Problem details —
Copy the first line of the entries below and every line after it through the line containing "Target: pale center of kiwi". Do not include pictures.

Available records —
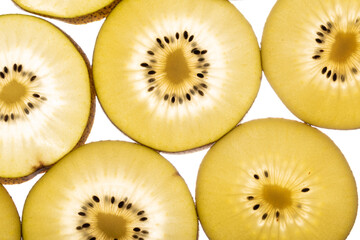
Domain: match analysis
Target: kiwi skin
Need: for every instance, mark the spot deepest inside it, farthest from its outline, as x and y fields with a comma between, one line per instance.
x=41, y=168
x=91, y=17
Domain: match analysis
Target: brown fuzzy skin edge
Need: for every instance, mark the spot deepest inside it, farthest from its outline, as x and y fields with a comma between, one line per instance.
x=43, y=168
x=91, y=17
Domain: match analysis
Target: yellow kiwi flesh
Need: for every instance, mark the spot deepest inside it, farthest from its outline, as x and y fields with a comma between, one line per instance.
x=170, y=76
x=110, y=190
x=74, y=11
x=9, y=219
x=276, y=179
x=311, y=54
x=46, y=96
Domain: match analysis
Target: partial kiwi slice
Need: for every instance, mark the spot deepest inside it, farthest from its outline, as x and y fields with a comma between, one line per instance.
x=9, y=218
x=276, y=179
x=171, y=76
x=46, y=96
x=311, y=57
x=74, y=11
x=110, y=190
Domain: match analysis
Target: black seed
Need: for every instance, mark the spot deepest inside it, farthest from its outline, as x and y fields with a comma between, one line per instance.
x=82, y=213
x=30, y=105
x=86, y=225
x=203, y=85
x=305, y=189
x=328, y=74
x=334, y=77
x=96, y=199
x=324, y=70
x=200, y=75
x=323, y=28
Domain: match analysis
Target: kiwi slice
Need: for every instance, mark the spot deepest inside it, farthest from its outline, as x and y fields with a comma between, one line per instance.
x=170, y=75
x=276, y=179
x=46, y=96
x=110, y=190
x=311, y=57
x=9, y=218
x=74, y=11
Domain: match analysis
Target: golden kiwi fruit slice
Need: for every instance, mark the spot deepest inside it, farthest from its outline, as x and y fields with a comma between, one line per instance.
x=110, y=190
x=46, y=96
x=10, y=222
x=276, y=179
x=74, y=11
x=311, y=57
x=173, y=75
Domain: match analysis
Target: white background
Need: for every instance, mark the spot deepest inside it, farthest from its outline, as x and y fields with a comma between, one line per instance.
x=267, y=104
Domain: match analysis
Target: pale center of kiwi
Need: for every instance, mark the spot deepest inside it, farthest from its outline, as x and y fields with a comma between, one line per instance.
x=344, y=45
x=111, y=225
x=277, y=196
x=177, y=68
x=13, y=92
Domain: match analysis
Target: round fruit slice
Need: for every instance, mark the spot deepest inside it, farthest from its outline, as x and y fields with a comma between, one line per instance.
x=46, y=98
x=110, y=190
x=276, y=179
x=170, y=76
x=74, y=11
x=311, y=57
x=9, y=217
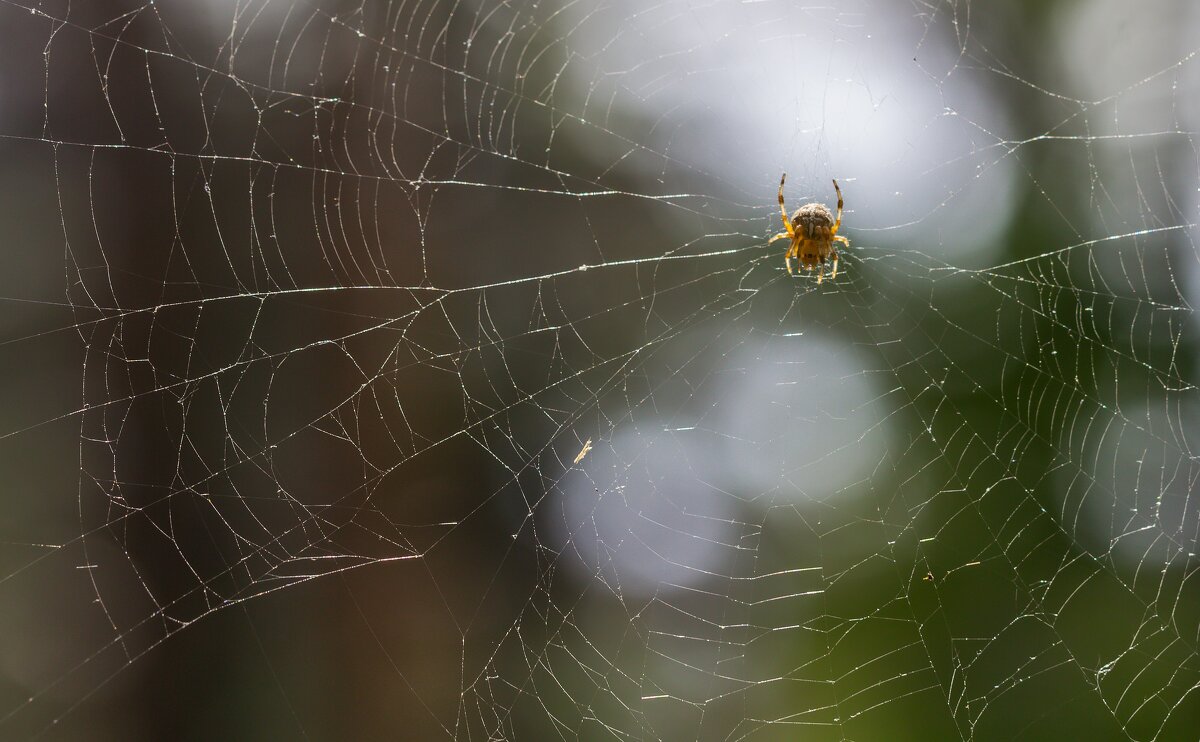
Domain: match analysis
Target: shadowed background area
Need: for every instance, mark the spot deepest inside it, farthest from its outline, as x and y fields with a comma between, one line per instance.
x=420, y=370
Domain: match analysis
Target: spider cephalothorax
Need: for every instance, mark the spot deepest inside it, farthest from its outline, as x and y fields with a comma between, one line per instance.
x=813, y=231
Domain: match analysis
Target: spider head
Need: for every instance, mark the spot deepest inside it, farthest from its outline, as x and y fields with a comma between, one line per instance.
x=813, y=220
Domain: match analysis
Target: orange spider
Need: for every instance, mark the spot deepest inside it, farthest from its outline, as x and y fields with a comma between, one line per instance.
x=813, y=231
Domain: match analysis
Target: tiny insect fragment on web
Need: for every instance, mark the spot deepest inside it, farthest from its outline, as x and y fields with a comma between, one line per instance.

Written solution —
Domain: match analysis
Target: kiwi skin
Need: for every instance, mark the spot deepest inside it, farthest from its outline, as x and y fields with a comma between, one line per instance.
x=41, y=168
x=91, y=17
Domain: match analysis
Target: brown fuzzy skin edge
Need: for every instance, mark the spot deepest inside it, farthest from its outline, as x and y fields with a comma between, one line per instance.
x=43, y=168
x=91, y=17
Domain: match analysis
Target: yellow kiwi flesh
Need: for every instance, mark the spot deepest inside it, farthest from its outline, as x and y fields with a comma between, one line per instance.
x=170, y=76
x=110, y=190
x=74, y=11
x=9, y=219
x=276, y=179
x=311, y=54
x=46, y=96
Domain: match analysis
Target: partial kiwi slice
Need: for every instance, mark the spot deepest inside it, farthest from its outline, as x and y fields with a comma between, one line per instance.
x=9, y=218
x=276, y=179
x=171, y=76
x=46, y=96
x=311, y=57
x=74, y=11
x=110, y=190
Domain: match analysis
Target: black seed
Need: for every instance, mark the spot deepest inside it, farthest from its outline, as x and y fields with a comma between, one line per instance.
x=82, y=213
x=30, y=105
x=86, y=225
x=203, y=85
x=305, y=189
x=328, y=74
x=334, y=77
x=96, y=199
x=324, y=70
x=200, y=75
x=323, y=28
Domain: match analysis
Target: kiwi slice
Need: for every instance, mark the spot deepest inside it, farthest from its outline, as x and y fields with a comma between, one line per instance.
x=170, y=75
x=276, y=179
x=46, y=96
x=110, y=190
x=311, y=57
x=9, y=218
x=74, y=11
Domain: match analysis
Target: golden kiwi fruit slice
Need: for every instance, mark the spot deepest inside it, farthest from its outline, as x and y fields with a comma between, one line per instance.
x=110, y=190
x=46, y=96
x=10, y=222
x=276, y=179
x=74, y=11
x=311, y=57
x=173, y=75
Domain: match analysis
Target: white background
Need: for every instance, mark the spot deepest inside it, farthest from its outline, as x and y fields with a comma between, one line per instance.
x=267, y=104
Domain: match analysis
Target: pale center of kiwi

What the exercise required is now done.